> [Excerpts from a detection dataset]
────────────────────────────────────────

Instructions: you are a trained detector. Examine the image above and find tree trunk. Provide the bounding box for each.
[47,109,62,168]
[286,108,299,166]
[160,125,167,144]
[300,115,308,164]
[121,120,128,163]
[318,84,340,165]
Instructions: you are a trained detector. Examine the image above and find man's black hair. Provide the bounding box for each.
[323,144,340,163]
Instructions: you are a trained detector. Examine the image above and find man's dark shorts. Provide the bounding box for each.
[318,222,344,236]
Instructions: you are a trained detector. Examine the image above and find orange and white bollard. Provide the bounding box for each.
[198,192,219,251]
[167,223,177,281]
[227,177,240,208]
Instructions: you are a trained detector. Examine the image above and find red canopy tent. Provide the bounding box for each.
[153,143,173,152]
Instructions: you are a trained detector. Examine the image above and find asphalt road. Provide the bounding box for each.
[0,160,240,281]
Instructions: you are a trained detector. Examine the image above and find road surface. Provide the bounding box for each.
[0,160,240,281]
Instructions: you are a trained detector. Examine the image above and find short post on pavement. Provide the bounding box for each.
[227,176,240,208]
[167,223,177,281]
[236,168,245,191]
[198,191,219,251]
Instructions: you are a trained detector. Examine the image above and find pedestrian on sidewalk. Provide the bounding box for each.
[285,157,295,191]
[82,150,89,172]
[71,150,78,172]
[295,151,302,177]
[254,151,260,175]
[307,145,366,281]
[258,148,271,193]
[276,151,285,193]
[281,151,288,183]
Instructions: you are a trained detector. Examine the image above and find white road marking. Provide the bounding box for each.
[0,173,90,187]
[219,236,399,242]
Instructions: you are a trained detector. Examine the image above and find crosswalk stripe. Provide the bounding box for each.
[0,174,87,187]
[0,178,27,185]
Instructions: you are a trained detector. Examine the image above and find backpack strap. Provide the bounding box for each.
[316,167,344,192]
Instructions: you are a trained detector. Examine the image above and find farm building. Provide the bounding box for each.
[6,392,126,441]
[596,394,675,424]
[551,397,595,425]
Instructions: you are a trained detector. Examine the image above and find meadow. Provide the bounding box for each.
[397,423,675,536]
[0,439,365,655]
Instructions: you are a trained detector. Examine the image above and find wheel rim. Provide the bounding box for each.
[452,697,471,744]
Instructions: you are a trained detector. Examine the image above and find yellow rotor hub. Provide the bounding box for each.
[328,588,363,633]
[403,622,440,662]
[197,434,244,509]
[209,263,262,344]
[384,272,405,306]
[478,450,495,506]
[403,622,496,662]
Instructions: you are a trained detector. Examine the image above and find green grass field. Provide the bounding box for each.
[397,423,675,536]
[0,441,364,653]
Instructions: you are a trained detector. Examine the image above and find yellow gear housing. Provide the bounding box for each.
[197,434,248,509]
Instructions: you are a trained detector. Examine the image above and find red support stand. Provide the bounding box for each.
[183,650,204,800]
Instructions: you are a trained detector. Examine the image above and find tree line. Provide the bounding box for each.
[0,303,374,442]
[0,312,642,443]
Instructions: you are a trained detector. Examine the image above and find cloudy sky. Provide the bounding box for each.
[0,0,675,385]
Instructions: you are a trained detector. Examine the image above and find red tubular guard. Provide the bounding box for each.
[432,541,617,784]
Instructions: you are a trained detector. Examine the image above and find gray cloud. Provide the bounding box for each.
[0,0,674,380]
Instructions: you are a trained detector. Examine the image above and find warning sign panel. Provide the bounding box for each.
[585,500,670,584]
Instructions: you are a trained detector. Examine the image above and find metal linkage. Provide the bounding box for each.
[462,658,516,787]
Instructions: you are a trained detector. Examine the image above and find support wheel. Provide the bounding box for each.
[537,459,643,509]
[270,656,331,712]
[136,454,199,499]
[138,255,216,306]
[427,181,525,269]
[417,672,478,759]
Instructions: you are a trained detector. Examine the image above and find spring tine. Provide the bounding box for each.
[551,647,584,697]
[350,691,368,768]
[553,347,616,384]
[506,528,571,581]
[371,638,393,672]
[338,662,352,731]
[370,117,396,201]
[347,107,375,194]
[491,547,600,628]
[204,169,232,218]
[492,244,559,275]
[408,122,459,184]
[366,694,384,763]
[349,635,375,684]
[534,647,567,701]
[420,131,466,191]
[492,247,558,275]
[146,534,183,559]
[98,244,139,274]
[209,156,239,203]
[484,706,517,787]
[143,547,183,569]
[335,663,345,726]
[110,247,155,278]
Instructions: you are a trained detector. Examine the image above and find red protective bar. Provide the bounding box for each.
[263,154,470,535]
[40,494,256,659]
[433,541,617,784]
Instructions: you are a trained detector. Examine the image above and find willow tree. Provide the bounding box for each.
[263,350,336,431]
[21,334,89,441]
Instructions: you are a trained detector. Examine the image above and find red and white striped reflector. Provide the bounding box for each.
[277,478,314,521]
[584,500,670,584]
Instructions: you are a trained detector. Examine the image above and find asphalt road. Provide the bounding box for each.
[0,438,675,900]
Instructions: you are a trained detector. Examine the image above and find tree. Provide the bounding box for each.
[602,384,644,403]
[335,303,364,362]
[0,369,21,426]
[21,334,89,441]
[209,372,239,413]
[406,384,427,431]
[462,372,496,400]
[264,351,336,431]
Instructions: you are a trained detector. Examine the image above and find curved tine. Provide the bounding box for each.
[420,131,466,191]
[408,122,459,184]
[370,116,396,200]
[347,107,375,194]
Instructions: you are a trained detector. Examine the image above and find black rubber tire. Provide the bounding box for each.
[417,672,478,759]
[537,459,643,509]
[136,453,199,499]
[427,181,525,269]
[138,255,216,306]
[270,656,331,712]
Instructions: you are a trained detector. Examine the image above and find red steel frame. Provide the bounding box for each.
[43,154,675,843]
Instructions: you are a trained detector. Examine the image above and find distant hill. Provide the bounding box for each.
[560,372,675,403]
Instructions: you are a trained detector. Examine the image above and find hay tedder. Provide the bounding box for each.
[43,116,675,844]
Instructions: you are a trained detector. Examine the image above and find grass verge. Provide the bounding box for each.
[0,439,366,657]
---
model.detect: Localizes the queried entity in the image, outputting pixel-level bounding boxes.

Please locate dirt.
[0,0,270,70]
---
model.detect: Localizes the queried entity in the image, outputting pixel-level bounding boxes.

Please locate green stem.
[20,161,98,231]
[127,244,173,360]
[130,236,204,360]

────────────────────────────────────────

> [REQUIRED WORK]
Edit all the rows above by changing "trained detector" to "careful annotator" wherever it occurs. Keep everything else the same.

> [WRITTEN RESPONSE]
Instructions: you are a careful annotator. Examine the image above and find tree trunk. Provide the bounding box for each.
[47,109,62,168]
[286,108,299,166]
[160,125,167,144]
[300,115,308,164]
[121,120,128,163]
[318,84,340,165]
Instructions: you are a careful annotator. Examine the image above and find man's black hair. Provide the bounding box for each.
[323,144,340,163]
Instructions: you are a careful annotator. Examine the image above and find man's dark shorts. Provide the bounding box for each.
[318,222,344,236]
Instructions: you are a careful annotator. Examine the image above and find orange and white bollard. Provide the bounding box for each.
[198,192,219,251]
[167,223,177,281]
[227,177,240,208]
Instructions: you are a careful annotator. Examine the image above and find red canopy tent. Provide the bounding box for each.
[153,143,173,152]
Instructions: you are a careful annotator. Examine the image above and find asphalt road. Provide the bounding box for each.
[0,160,240,281]
Instructions: you are a careful annotator. Examine the image above and find road surface. Provide the bounding box for each.
[0,160,240,281]
Instructions: you are a careful annotator. Examine the image above and find short post on pavement. Provide the bounding box for each.
[227,176,240,208]
[167,223,177,281]
[236,168,245,191]
[198,191,219,251]
Instructions: you are a careful annotator. Examine the image above and find pedestrian on sidewalk. Provide the bounding box for each.
[285,157,295,191]
[82,150,89,172]
[71,150,78,172]
[295,151,302,177]
[254,151,260,175]
[307,145,366,281]
[258,148,271,193]
[276,151,285,193]
[281,151,288,183]
Instructions: you are a careful annotator. Examine the image above and find white road marking. Provide the bounding box for each.
[0,173,90,187]
[219,236,399,242]
Instructions: you are a careful annotator. Examine the image above and find crosswalk stripe. Provide the bounding box for each.
[0,174,87,187]
[0,178,27,185]
Instructions: you are a careful annotator. Examine the image above and find backpack strap. Provide the bounding box for each.
[316,167,344,192]
Instructions: you are a careful annotator. Examine the image above and find farm building. Provide the bounding box for each.
[6,392,126,441]
[596,394,675,424]
[551,397,595,425]
Instructions: you are a careful annotator. Examine the image above and find meadow. Provide the bounding box for each.
[397,423,675,536]
[0,439,365,655]
Instructions: you are a careful annotator. Examine the image above and find wheel rim. Provide the bounding box for each.
[452,697,471,744]
Instructions: you are a careful annotator. Examine the image above and find yellow rotor hub. Provide the bounding box for each.
[328,588,363,633]
[403,622,440,662]
[197,434,244,509]
[209,263,262,344]
[384,272,405,306]
[478,450,495,506]
[403,622,496,662]
Instructions: you are a careful annotator. Examine the image above and find green grass field. Provide the bounding box for each.
[397,423,675,536]
[0,441,364,653]
Instructions: you are a careful annotator. Examine the image above and find yellow gear housing. Provide the bounding box for each.
[197,434,248,509]
Instructions: you are a careful annotator. Examine the image above and find red support stand. Provide the bounding box for each.
[183,650,204,800]
Instructions: you are a careful annotator. Examine the image above and find tree line. Provide the bounding box for each.
[0,303,374,442]
[0,312,642,443]
Instructions: you are a careful annotator. Examine the image above and find cloudy sky. Provide the bounding box for each.
[0,0,675,385]
Instructions: you are a careful annotator. Examine the image above and find red tubular guard. Provide the bounding box for each.
[432,541,617,784]
Instructions: you are a careful annotator. Examine the image above and find gray cloud. Provide the bounding box for each.
[0,0,674,380]
Instructions: you are a careful annotator. Examine the image above and find warning sign panel. Provide the bounding box for each.
[585,500,670,584]
Instructions: you are a careful annotator. Examine the image above and find metal linkage. Provide the bounding box for each.
[462,658,516,787]
Instructions: you are a careful annotator. Examine the image above and find support wheel. Provide the bounding box for each.
[537,459,643,509]
[270,656,331,712]
[136,454,199,499]
[138,255,216,306]
[427,181,525,269]
[417,672,478,759]
Instructions: you are a careful annotator. Examine the image above and find spring tine. Provide the bounding box for each.
[551,647,584,697]
[350,691,368,768]
[553,347,616,384]
[506,528,571,581]
[371,638,393,672]
[338,662,352,731]
[370,117,396,201]
[347,107,375,194]
[491,547,600,628]
[204,169,232,218]
[492,244,559,275]
[408,122,459,184]
[366,694,384,763]
[349,635,375,684]
[534,647,567,701]
[420,131,466,191]
[492,247,558,275]
[146,534,183,559]
[98,244,139,274]
[209,156,239,203]
[484,706,517,787]
[143,547,183,569]
[335,663,345,726]
[110,247,155,278]
Instructions: you are a careful annotator. Examine the image above and find red protective bar. Provide the bounding box for each.
[263,154,470,535]
[40,494,256,659]
[433,541,617,784]
Instructions: you are a careful annotator. Examine the image above and find willow tree. Provide the bounding box for each.
[263,350,336,431]
[21,334,89,441]
Instructions: you are a careful annotator. Examine the image above and find red and white striped reflector. Provide the bounding box for each.
[277,478,314,521]
[584,500,670,584]
Instructions: you are a careful annotator. Examine the image above and find asphalt road. Provide the bounding box for each.
[0,438,675,900]
Instructions: you are a careful annotator. Examine the image above and find tree. Provide the bounding box for each.
[602,384,644,403]
[335,303,364,362]
[0,369,21,426]
[21,334,89,441]
[209,372,239,413]
[406,384,427,431]
[462,372,496,400]
[264,351,336,431]
Instructions: you are a careful annotator. Examine the image above and find curved tine. Provide the bounding box for each.
[420,131,466,191]
[408,122,459,184]
[370,116,396,200]
[347,107,375,194]
Instructions: you are a careful annotator. Examine the image above and find black rubber tire. Provide the bounding box for each.
[417,672,478,759]
[537,459,643,509]
[136,453,199,499]
[427,181,525,269]
[138,255,216,306]
[270,656,331,712]
Instructions: you are a careful annotator. Examine the image above and find red steel frame. Provide the bounding box for each.
[43,154,675,843]
Instructions: you are a careful annotator. Examine the image above and find distant hill. Provide the bounding box for each.
[560,372,675,403]
Instructions: you are a careful annotator. Examine the image above and find hay tedder. Provide the bounding box for each.
[43,116,675,844]
Instructions: you are a careful annotator. Examine the image above and find grass verge. Provide the bounding box for each.
[0,439,366,657]
---
model.detect: Localizes the queried entity in the image, outputting pixel-level bounding boxes.

Please locate dirt.
[0,0,270,70]
---
model.detect: Localizes the queried entity in the image, outputting pixel-level bounding boxes.

Please locate green stem.
[20,161,98,231]
[127,244,173,360]
[130,236,204,360]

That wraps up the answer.